*TASK BRIEF:*
Reproduce word for word the passage of the retirement post from "Fortunately I don’t" to "increased 1.5% annually.".

*SOURCE DOCUMENT:*
|---|
Harvard Nonsense

Fortunately I don’t subscribe to useless banter.  In this case, that useless banter is the Harvard Business Review.  Since I don’t subscribe, I’m only able to read the abstract of the articles.  Even from the abstract I can show what a useless piece of junk this article is.  This was originally posted on April 27th, and discusses how retiring is now getting easier to do.  Here are some key points:

1) 85% of men between the ages of 75 and 79 were retired in 2000, up from 22% in 1850.

2) Over the past century, real wages have increased 1.5% annually.

3) The price of leisure goods has fallen 1% annually during the same time frame.

There are so many problems with these 3 points it’s hard to know where to start.  Let’s start with the time frame.  150 years?  Really?  Why don’t we go back to the cavemen while we’re at it.  Or at least the Roman Empire.  We could see what their retirement plans looked like.  Be that as it may, in 1850 the life expectancy was about 40 years old per research done at Colgate University.  And men typically have a lower life expectancy than women.  So how did 22% of men retire if most of them didn’t even live past the age of 40?  If death and retirement are considered equal, then maybe this is a valid argument.

As for real wages increasing 1.5%, this is yet another significant joke.  I’m hard-pressed to agree that nominal wages have increased that much, inflation aside. According to the Bureau of Labor Statistics, in the year 2000 the CPI stood at 172.2.  This is cumulative from a base rate of inflation in 1982-1984 where the index = 100.  In 1913 (the earliest data I could find), the index was at 9.9.  Using standard division to find the multiplier, it becomes evident that a standard “basket of goods” was 17.4 times more expensive in 2000 than in 1913.  This amounts to a 20% annual raise in order to keep pace with inflation.  So real wages grew 1.5% on top of this?  I don’t know anyone, ever, in the history of this Country (other than maybe Congress) who has received a 20% annual raise.  This also does not factor in those annoying things like oil and food, since our Government doesn’t like to include those items in its calculations.  But we’ll get to that later.
|---|
*STORED DATA:*

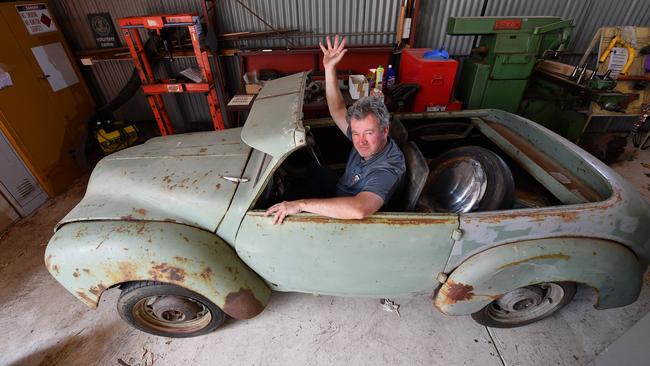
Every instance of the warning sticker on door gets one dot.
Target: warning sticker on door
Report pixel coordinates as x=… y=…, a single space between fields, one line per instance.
x=36 y=18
|---|
*TASK ANSWER:*
Fortunately I don’t subscribe to useless banter.  In this case, that useless banter is the Harvard Business Review.  Since I don’t subscribe, I’m only able to read the abstract of the articles.  Even from the abstract I can show what a useless piece of junk this article is.  This was originally posted on April 27th, and discusses how retiring is now getting easier to do.  Here are some key points:

1) 85% of men between the ages of 75 and 79 were retired in 2000, up from 22% in 1850.

2) Over the past century, real wages have increased 1.5% annually.